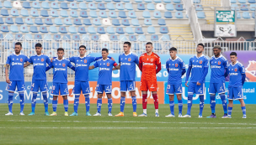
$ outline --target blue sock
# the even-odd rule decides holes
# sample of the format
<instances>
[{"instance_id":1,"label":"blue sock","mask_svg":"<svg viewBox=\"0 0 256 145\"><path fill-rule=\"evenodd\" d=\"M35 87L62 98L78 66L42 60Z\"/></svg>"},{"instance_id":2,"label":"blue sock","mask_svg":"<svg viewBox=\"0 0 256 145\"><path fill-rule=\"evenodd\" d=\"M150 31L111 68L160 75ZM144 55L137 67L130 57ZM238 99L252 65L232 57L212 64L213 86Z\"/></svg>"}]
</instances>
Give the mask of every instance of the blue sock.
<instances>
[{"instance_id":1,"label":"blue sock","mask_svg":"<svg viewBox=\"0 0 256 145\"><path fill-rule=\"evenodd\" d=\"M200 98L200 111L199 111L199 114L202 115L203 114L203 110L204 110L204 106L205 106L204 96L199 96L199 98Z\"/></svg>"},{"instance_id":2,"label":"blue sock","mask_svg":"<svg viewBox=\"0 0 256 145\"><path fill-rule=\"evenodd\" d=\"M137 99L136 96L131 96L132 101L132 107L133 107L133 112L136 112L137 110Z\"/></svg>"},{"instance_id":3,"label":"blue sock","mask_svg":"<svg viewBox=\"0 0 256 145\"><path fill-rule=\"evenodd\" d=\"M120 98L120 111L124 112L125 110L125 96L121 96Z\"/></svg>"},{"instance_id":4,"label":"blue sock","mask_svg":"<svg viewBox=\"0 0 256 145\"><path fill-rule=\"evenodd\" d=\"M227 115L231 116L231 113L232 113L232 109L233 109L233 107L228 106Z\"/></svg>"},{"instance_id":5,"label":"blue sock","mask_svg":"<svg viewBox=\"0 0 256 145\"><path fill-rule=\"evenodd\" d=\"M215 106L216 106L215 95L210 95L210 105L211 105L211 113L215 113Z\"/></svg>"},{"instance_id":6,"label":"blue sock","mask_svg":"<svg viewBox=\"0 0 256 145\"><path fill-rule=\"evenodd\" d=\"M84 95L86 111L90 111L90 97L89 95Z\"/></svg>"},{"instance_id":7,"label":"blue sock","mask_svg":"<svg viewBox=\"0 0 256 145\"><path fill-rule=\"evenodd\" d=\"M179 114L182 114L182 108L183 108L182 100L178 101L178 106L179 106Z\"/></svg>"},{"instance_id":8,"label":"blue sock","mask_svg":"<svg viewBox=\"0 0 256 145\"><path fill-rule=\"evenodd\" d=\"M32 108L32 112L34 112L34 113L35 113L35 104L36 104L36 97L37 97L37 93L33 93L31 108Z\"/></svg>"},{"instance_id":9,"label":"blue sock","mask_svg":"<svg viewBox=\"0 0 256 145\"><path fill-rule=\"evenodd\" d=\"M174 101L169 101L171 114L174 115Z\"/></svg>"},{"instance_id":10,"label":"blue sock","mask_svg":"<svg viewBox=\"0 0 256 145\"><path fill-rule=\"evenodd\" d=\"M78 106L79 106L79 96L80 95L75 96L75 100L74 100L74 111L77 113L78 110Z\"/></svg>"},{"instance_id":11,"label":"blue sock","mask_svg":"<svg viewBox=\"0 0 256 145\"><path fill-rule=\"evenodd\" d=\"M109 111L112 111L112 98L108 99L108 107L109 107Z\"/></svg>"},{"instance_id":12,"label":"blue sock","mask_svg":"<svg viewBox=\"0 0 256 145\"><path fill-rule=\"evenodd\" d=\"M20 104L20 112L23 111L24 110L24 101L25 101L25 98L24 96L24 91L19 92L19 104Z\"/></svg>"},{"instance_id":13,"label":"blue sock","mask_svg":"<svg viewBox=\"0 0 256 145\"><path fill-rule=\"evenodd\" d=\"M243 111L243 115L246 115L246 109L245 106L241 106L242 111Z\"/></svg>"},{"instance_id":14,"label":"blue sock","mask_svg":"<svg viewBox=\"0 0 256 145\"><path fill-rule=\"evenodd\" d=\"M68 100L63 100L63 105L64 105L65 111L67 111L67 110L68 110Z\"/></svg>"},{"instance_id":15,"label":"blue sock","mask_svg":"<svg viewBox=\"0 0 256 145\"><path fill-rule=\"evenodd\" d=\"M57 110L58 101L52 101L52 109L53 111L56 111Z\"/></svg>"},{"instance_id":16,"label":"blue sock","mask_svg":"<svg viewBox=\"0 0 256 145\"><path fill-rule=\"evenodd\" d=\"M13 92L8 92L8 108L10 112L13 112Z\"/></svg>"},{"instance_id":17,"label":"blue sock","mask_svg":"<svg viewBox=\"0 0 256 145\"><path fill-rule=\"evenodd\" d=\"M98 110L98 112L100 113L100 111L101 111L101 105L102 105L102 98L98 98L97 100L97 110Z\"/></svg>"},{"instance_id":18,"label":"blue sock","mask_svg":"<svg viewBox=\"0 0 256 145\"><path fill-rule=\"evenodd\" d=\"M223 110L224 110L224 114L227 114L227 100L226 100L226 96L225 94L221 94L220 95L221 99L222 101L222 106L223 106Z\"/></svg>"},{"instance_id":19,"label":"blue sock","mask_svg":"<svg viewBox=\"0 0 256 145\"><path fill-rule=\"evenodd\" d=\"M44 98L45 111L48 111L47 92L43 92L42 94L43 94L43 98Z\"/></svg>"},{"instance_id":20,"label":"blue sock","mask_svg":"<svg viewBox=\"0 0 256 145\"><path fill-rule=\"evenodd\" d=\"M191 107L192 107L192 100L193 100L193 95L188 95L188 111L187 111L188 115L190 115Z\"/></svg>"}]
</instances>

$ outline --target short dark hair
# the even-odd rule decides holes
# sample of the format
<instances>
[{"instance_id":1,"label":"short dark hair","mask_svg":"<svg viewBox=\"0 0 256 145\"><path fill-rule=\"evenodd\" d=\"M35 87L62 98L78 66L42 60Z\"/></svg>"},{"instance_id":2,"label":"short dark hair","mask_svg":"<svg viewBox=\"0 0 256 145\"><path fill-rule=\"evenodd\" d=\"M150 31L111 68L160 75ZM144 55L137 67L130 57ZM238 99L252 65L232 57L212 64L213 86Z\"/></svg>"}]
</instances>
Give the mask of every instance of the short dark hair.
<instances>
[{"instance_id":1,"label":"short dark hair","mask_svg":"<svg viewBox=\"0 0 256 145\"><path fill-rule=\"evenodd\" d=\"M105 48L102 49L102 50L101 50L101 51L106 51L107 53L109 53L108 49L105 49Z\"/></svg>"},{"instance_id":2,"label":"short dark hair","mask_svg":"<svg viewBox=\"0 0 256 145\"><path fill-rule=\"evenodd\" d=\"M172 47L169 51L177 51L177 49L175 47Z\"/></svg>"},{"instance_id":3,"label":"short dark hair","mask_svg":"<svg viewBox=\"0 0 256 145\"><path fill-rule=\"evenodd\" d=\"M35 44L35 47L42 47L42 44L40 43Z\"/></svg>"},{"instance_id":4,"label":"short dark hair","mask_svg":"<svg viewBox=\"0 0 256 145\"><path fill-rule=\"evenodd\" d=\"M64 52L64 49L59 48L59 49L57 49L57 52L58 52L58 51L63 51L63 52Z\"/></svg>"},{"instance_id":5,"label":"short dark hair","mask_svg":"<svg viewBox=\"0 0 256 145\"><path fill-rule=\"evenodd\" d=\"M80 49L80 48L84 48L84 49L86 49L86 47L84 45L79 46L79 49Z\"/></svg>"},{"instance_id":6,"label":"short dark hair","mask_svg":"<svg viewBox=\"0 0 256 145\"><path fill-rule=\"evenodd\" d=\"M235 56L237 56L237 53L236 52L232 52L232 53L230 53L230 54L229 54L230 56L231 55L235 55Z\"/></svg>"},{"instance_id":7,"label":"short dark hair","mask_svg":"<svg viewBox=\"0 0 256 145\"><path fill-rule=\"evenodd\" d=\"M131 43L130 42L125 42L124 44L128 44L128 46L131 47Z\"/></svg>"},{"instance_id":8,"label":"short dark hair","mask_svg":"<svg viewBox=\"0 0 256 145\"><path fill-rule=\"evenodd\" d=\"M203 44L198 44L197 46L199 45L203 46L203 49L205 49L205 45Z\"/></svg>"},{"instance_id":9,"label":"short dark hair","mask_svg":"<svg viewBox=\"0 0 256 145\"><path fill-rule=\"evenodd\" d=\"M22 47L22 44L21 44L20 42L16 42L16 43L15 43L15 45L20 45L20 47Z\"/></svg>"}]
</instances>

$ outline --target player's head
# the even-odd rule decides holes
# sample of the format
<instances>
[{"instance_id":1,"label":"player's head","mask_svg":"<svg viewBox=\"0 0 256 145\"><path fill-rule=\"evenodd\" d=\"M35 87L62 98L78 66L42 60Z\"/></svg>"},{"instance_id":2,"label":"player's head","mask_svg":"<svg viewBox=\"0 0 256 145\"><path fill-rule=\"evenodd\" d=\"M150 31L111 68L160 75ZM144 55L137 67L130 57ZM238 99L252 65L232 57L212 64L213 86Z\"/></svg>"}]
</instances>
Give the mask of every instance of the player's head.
+++++
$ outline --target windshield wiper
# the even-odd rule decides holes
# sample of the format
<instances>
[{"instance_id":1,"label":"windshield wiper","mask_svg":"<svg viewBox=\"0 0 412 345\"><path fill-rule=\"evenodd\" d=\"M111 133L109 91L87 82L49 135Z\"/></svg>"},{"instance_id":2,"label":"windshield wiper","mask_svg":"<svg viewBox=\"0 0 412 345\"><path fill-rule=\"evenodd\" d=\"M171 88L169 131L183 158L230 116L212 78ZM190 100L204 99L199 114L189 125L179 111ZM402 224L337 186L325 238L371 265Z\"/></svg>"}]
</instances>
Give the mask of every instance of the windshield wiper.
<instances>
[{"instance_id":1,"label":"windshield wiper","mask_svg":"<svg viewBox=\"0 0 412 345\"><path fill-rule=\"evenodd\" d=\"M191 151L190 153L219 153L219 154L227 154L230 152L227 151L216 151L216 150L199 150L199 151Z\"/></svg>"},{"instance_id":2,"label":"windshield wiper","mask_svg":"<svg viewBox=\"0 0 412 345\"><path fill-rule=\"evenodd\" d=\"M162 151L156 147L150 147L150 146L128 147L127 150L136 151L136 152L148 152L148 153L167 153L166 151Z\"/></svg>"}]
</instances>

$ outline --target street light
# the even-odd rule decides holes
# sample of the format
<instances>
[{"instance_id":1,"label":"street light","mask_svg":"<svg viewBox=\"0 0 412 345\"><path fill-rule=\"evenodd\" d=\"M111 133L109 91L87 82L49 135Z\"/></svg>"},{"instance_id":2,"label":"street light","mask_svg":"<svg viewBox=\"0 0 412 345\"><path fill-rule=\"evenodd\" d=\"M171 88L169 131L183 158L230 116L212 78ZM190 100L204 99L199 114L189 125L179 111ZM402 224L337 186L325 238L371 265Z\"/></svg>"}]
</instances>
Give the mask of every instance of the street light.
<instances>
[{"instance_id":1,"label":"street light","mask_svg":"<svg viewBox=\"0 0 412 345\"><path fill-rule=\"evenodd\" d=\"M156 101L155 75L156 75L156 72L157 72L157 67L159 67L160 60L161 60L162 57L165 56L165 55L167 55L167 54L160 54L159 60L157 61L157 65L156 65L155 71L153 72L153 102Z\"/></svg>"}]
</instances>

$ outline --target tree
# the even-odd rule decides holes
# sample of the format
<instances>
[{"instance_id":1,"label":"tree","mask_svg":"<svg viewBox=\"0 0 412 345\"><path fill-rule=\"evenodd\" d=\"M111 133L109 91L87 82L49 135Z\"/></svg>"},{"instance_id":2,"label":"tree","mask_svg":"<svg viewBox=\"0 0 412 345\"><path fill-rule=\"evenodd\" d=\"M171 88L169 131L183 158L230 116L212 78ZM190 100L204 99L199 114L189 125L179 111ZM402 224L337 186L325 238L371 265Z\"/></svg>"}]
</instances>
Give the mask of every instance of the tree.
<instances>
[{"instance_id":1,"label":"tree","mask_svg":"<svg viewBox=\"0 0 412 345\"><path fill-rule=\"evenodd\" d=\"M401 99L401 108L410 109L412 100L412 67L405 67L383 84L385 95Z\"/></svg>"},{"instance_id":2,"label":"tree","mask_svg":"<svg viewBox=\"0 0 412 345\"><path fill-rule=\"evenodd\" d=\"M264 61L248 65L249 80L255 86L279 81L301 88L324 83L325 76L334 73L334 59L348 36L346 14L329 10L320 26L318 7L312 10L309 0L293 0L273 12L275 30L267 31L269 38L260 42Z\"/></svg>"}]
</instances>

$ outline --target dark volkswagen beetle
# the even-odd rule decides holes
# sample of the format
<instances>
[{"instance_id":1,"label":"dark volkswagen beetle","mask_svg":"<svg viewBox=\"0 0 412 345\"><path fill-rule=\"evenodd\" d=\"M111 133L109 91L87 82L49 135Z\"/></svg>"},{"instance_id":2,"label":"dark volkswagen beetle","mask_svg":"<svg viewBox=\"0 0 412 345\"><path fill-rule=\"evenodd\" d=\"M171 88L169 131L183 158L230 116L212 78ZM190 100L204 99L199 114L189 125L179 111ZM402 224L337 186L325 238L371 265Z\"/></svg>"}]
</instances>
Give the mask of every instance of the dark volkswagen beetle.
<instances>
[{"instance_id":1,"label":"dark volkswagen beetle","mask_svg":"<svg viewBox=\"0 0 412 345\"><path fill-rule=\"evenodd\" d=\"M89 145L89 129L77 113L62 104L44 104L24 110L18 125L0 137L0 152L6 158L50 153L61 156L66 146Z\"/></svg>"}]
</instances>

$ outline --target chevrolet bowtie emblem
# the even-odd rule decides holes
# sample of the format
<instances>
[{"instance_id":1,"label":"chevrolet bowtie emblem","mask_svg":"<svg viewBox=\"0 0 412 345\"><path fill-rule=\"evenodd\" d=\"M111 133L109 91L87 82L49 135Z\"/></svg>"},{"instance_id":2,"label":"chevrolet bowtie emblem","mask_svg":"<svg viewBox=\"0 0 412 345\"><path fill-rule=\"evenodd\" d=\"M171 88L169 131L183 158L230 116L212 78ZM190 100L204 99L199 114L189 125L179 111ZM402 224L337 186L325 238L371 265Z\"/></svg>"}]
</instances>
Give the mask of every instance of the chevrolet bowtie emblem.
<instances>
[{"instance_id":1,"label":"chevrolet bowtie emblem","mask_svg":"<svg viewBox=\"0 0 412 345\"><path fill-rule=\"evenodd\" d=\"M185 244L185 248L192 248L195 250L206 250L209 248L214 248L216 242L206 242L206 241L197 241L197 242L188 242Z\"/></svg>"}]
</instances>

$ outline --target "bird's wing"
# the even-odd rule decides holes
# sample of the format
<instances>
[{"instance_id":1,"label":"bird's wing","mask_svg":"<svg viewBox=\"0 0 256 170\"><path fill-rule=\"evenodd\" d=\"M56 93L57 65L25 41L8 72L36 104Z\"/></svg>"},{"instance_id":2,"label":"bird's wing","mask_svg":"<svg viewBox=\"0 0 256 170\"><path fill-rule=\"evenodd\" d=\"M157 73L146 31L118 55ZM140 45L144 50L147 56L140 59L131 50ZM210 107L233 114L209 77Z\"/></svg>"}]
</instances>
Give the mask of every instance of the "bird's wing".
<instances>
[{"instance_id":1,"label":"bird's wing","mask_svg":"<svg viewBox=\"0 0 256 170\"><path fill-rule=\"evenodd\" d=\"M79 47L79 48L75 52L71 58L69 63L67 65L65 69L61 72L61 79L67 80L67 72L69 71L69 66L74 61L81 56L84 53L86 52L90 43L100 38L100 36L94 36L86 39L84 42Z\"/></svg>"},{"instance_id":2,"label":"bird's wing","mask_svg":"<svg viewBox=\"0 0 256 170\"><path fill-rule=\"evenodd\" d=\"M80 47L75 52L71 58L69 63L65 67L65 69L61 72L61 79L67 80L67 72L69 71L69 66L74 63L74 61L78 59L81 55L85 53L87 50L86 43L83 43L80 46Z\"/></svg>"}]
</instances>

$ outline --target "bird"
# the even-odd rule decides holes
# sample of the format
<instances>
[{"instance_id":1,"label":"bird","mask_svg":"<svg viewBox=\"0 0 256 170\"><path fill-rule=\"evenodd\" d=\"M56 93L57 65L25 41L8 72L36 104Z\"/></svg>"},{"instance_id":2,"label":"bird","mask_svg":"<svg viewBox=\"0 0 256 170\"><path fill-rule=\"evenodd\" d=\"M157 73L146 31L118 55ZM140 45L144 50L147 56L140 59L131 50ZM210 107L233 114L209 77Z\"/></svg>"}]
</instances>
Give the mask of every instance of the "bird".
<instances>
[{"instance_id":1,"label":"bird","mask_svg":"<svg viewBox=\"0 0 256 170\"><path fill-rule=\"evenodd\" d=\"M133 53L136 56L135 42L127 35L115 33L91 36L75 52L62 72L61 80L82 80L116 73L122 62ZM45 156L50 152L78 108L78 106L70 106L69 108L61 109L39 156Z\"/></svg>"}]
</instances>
+++++
**Prompt:** State how many lines of the entries above contain the string "player". Give only the number.

**The output:** 3